EXTRACT TO READ:

□ □ □ □ □ □ □

The refractive index of a material at a particular frequency
is the factor by which electromagnetic radiation
of that frequency is slowed down (relative to vacuum) when it travels inside the material. For a non-magnetic material, the
square of the refractive index is the dielectric constant ε (sometimes multiplied by ε0, the
permittivity of free space).
The speed of all electromagnetic radiation in vacuum is the same, approximately 3×108 meters per second, and is
denoted by c. So if v is the phase velocity of radiation of a specific frequency in a specific material, the
refractive index is given by
- n = c/v.
This number is typically bigger than one: the denser the material, the more the light is slowed down. However, at certain
frequencies (e.g. near absorption resonances, and for x-rays), n will actually be smaller than one. This does not contradict the theory of relativity, which holds that no information-carrying
signal can ever propagate faster than c, because the phase
velocity is not the same as the group velocity or the signal velocity.
The phase velocity is defined as the rate at which the crests of the waveform propagate; that is, the rate at which the
phase of the waveform is moving. The group velocity is the rate that the
envelope of the waveform is propagating; that is, the rate of variation of the amplitude of the waveform. It is the group velocity that (almost always) represents the rate that information
(and energy) may be transmitted by the wave, for example the velocity at which a pulse of light travels down an optical fibre.
Sometimes, a "group velocity refractive index", usually called the group index is defined:
- ng = c / vg,
where vg is the group velocity. This value should not be confused with n, which is always defined
with respect to the phase velocity.
At the microscale an electromagnetic wave is slowed in a material because the electric field creates a disturbance in the charges of each atom (primarily the electrons) proportional to the permittivity. This oscillation of charges itself causes the radiation of an
electromagnetic wave that is slightly out-of-phase with the original. The sum of the two
waves creates a wave with the same frequency but shorter wavelength than the original, leading to a slowing in the wave's
travel.
If the refractive indices of two materials are known for a given frequency, then one can compute the angle by which radiation
of that frequency will be refracted as it moves from the first into the second
material from Snell's law.

□ □ □ □ □ □ □

DATASET EXCERPTS:
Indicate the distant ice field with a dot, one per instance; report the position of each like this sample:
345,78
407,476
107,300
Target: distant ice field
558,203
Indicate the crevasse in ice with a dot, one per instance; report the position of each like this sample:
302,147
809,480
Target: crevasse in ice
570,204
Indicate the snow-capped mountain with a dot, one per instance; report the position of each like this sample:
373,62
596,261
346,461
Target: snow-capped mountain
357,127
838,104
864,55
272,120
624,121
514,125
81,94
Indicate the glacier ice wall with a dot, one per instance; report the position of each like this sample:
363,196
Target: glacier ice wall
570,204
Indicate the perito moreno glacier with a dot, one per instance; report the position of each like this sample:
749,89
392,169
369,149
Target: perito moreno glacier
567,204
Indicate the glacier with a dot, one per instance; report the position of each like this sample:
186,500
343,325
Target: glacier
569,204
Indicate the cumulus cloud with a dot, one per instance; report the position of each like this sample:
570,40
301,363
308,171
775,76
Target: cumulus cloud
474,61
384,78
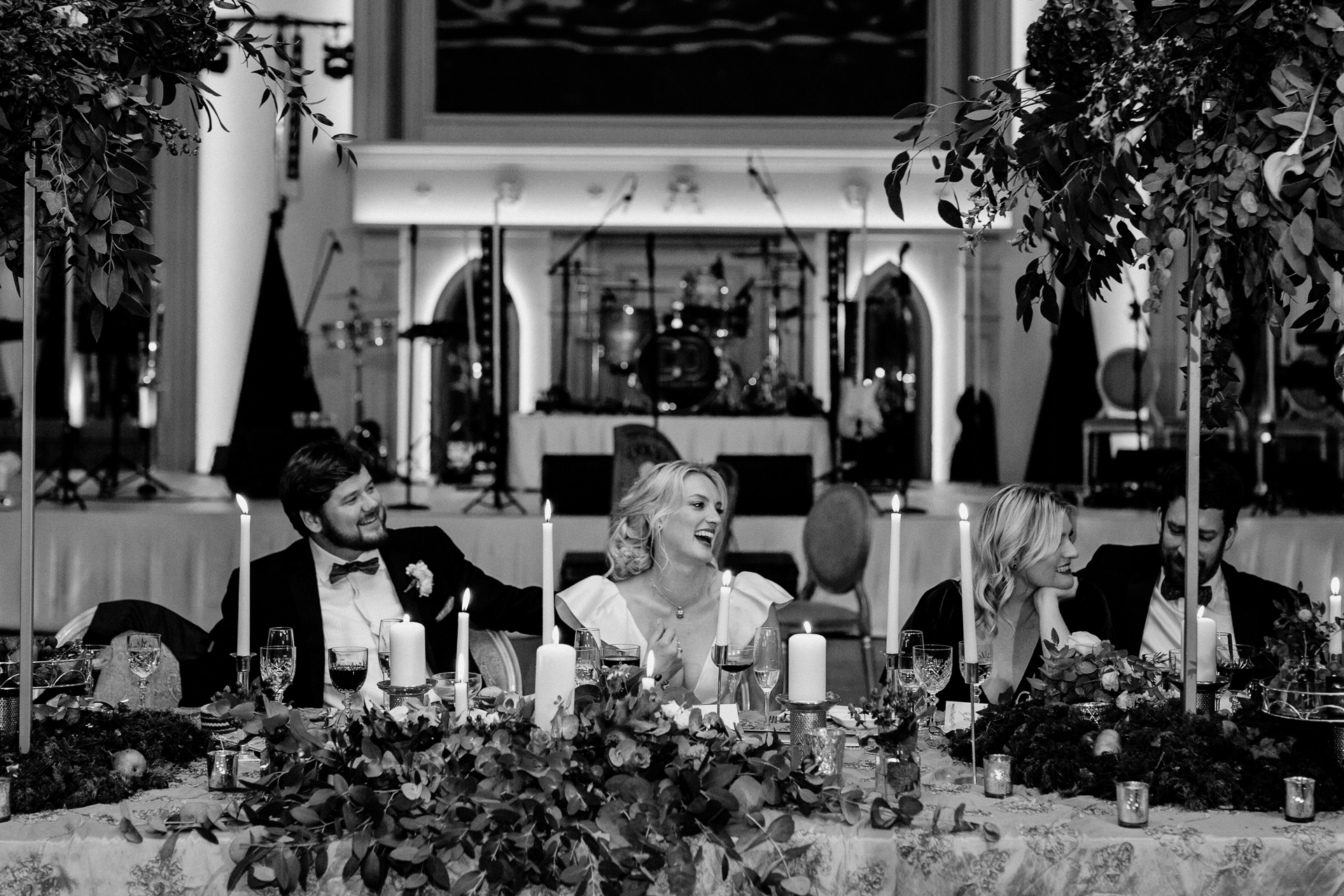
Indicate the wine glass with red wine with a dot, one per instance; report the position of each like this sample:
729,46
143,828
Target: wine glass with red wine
347,666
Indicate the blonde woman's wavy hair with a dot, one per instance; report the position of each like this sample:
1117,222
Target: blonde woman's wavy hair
1022,526
644,511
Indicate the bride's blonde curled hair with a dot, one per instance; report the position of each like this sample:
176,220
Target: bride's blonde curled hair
643,512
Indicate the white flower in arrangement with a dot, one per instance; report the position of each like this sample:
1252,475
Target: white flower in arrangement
1085,643
424,578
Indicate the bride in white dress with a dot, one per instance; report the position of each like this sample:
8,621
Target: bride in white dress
662,590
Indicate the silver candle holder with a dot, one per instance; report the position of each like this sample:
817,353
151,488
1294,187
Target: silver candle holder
398,695
242,671
1300,799
804,718
1132,804
999,776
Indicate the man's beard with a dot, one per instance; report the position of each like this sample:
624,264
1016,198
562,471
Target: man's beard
359,539
1175,566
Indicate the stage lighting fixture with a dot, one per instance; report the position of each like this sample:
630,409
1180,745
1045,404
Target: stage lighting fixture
339,61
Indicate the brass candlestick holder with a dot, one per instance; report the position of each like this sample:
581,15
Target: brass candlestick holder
804,718
398,695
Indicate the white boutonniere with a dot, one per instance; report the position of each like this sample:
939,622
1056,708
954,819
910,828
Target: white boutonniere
422,577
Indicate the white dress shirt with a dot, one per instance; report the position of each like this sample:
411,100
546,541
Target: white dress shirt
351,612
1166,626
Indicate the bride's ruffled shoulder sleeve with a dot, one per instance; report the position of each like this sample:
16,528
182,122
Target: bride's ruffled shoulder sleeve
753,596
597,603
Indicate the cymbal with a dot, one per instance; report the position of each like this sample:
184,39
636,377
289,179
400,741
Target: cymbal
438,330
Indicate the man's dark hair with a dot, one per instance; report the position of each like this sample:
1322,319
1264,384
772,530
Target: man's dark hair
314,473
1219,488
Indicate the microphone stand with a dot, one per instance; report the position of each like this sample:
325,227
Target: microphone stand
558,396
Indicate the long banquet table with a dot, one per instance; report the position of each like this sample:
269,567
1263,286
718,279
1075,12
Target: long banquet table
1049,846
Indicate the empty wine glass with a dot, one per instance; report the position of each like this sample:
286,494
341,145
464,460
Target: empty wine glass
768,662
385,648
904,673
349,668
732,660
588,656
144,650
277,669
933,668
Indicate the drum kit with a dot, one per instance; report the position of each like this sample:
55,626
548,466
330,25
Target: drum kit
686,358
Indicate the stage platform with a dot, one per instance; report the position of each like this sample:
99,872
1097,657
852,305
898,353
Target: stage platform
179,551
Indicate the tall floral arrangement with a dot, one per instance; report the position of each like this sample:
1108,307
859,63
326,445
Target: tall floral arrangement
84,88
1156,132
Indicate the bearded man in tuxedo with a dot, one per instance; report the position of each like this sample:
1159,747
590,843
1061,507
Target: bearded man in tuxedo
1144,584
350,571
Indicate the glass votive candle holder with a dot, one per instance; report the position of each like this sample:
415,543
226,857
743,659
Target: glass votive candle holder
219,769
1132,804
999,776
1300,799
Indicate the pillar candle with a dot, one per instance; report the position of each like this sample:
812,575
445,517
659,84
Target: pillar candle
406,645
1335,609
464,638
648,682
244,644
968,589
894,578
806,666
547,574
1208,648
724,593
555,664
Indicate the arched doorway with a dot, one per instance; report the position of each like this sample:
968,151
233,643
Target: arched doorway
458,407
898,355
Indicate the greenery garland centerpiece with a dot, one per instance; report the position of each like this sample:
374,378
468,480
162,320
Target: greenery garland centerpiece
626,790
84,757
1149,133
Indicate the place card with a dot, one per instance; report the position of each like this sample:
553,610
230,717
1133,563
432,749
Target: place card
958,715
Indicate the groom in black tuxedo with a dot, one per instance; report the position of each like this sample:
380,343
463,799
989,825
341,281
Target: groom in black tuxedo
349,571
1144,584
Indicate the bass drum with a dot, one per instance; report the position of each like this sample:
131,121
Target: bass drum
683,367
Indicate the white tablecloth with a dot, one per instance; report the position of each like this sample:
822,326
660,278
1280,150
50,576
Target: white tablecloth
695,438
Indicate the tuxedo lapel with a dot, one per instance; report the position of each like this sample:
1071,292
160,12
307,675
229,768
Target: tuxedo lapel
309,641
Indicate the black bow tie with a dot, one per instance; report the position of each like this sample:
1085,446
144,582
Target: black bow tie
343,570
1174,590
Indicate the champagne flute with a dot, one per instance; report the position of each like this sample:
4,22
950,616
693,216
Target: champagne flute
144,650
732,660
766,665
385,648
933,668
277,669
347,666
588,652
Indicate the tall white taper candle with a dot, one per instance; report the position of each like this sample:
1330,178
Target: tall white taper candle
894,578
547,575
244,641
968,587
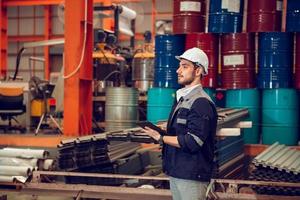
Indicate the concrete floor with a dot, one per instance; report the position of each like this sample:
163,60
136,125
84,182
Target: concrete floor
30,197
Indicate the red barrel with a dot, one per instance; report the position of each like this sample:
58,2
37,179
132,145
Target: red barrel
297,64
264,15
238,60
189,16
209,43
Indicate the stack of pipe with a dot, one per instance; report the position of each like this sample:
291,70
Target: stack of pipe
17,165
277,163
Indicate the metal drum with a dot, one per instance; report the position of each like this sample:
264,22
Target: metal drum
209,43
225,16
275,60
189,16
280,116
166,48
159,103
297,65
238,60
264,15
143,71
247,98
121,108
293,16
211,93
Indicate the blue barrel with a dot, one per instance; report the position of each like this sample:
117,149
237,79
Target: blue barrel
280,117
293,16
225,16
166,48
247,98
275,60
211,93
159,103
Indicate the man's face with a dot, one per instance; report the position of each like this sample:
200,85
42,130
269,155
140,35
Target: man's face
187,72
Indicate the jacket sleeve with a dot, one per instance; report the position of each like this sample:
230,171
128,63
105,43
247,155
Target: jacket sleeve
198,126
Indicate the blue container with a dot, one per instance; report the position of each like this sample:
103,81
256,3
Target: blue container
293,16
275,60
159,103
211,93
225,17
247,98
280,117
166,48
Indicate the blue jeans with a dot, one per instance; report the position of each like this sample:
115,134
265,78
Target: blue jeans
183,189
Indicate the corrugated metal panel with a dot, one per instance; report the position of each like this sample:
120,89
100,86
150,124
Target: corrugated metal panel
17,165
280,157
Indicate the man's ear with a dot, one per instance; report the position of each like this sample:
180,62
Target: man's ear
199,71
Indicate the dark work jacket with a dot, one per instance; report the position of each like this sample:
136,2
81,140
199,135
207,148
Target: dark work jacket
193,120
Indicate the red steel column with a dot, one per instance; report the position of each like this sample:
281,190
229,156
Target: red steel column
3,40
78,88
47,33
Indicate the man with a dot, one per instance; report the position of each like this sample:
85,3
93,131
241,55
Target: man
188,145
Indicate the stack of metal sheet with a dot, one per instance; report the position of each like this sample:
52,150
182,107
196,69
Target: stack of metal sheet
280,164
17,165
229,159
94,154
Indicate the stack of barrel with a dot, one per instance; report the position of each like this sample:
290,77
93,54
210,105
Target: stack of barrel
162,95
189,17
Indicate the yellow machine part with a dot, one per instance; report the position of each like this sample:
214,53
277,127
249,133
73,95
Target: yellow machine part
104,56
147,52
11,91
37,107
144,55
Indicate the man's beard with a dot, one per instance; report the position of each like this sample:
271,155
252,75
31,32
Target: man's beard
187,81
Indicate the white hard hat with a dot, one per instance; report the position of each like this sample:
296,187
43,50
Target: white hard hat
196,56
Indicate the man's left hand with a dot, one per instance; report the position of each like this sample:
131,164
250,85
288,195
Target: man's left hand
152,133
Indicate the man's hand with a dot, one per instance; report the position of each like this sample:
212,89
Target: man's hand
152,133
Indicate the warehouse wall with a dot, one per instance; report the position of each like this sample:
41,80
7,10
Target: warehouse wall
25,22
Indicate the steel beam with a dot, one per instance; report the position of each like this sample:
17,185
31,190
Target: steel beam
91,191
3,40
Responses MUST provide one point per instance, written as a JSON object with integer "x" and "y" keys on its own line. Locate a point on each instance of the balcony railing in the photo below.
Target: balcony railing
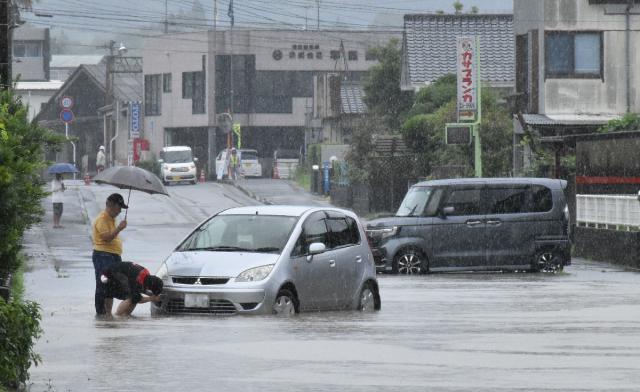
{"x": 619, "y": 212}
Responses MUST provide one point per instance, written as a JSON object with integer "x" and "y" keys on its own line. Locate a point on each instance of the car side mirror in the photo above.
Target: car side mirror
{"x": 447, "y": 211}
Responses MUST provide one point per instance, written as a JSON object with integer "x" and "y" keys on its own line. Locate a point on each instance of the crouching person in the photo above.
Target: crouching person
{"x": 128, "y": 282}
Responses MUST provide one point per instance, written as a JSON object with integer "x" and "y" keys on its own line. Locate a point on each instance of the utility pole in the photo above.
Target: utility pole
{"x": 5, "y": 44}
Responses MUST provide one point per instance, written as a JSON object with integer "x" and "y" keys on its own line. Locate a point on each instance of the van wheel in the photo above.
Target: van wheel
{"x": 410, "y": 261}
{"x": 548, "y": 261}
{"x": 286, "y": 304}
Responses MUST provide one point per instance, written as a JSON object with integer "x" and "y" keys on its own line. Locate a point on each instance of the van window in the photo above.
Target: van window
{"x": 542, "y": 199}
{"x": 518, "y": 199}
{"x": 183, "y": 156}
{"x": 414, "y": 201}
{"x": 465, "y": 201}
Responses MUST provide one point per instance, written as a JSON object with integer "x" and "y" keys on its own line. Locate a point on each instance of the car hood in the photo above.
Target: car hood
{"x": 205, "y": 263}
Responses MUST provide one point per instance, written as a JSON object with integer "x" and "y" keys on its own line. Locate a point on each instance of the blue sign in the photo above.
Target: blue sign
{"x": 66, "y": 115}
{"x": 135, "y": 120}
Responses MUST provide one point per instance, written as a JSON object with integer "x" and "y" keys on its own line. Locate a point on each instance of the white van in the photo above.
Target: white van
{"x": 177, "y": 164}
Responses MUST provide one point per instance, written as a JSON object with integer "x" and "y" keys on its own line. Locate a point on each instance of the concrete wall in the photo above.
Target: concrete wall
{"x": 593, "y": 96}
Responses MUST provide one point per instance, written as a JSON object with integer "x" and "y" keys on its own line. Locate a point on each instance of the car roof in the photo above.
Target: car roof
{"x": 550, "y": 182}
{"x": 176, "y": 148}
{"x": 282, "y": 210}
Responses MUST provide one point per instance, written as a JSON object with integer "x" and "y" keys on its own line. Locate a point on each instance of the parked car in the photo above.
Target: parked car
{"x": 475, "y": 224}
{"x": 177, "y": 164}
{"x": 251, "y": 166}
{"x": 271, "y": 259}
{"x": 285, "y": 163}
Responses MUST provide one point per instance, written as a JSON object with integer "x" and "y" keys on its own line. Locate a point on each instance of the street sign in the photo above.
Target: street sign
{"x": 458, "y": 133}
{"x": 66, "y": 115}
{"x": 134, "y": 125}
{"x": 467, "y": 78}
{"x": 66, "y": 102}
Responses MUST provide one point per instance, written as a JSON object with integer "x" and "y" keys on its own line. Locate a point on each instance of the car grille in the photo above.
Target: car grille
{"x": 199, "y": 281}
{"x": 216, "y": 306}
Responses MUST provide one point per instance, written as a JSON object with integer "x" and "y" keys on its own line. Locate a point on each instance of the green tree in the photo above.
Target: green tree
{"x": 383, "y": 95}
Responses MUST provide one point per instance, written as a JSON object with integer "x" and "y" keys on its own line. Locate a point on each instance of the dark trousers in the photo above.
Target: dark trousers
{"x": 102, "y": 260}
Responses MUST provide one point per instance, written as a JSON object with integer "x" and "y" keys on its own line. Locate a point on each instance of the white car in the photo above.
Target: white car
{"x": 177, "y": 164}
{"x": 271, "y": 260}
{"x": 251, "y": 166}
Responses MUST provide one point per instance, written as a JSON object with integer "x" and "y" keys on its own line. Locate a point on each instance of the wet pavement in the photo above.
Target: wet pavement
{"x": 576, "y": 331}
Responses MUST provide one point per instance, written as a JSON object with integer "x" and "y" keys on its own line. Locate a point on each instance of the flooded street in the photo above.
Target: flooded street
{"x": 484, "y": 332}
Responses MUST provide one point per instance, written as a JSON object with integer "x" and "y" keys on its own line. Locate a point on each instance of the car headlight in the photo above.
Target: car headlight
{"x": 255, "y": 274}
{"x": 163, "y": 273}
{"x": 384, "y": 232}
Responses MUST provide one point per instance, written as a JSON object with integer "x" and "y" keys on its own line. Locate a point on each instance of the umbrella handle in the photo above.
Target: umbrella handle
{"x": 127, "y": 211}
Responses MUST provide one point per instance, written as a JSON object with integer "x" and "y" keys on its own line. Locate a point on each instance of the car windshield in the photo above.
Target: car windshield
{"x": 183, "y": 156}
{"x": 249, "y": 156}
{"x": 241, "y": 233}
{"x": 414, "y": 202}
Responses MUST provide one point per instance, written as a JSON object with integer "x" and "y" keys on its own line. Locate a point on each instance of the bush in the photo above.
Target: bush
{"x": 19, "y": 329}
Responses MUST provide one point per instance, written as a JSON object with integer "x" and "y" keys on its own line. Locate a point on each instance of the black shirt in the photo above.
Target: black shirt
{"x": 126, "y": 280}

□ □ □ □ □ □ □

PROBLEMS TO SOLVE:
[1] Extract the part of the passage on refractive index that opens with the words containing "The refractive index of" and closes with "of free space).".
[2] Copy the part of the rows that opens with the line containing "street in the photo above." and runs through the end of the rows, reproducing those lines word for word.

FULL SOLUTIONS:
[1]
The refractive index of a material at a particular frequency
is the factor by which electromagnetic radiation
of that frequency is slowed down (relative to vacuum) when it travels inside the material. For a non-magnetic material, the
square of the refractive index is the dielectric constant ε (sometimes multiplied by ε0, the
permittivity of free space).

[2]
Responses MUST provide one point per instance, written as a JSON object with integer "x" and "y" keys on its own line. Locate a point on each instance of the flooded street in the photo above.
Target: flooded street
{"x": 484, "y": 332}
Responses MUST provide one point per instance, written as a JSON object with integer "x" and "y" keys on its own line. Locate a point on each instance of the car headlight in the photo above.
Target: car headlight
{"x": 255, "y": 274}
{"x": 163, "y": 273}
{"x": 384, "y": 232}
Responses MUST provide one point per instance, written as a JSON object with integer "x" and "y" keys on its own line. Locate a point on each instance of the umbrella handle in the photo above.
Target: umbrella handle
{"x": 127, "y": 211}
Responses MUST provide one point per instance, written as a JSON object with integer "x" and "y" keys on its own line. Locate a point on each instance of the car windshield in the photo above.
Target: car windshield
{"x": 183, "y": 156}
{"x": 249, "y": 156}
{"x": 241, "y": 233}
{"x": 414, "y": 202}
Responses MUST provide one point per instance, written as a JSON object with integer "x" and "y" keys on its own line. Locate a point on each instance of the bush in the photo above.
Target: bush
{"x": 19, "y": 329}
Responses MUST provide one point per instance, written as a JSON object with integer "x" and "y" keys on its own line. Locate a point on each instance of the black shirt in the photo above.
Target: black shirt
{"x": 126, "y": 280}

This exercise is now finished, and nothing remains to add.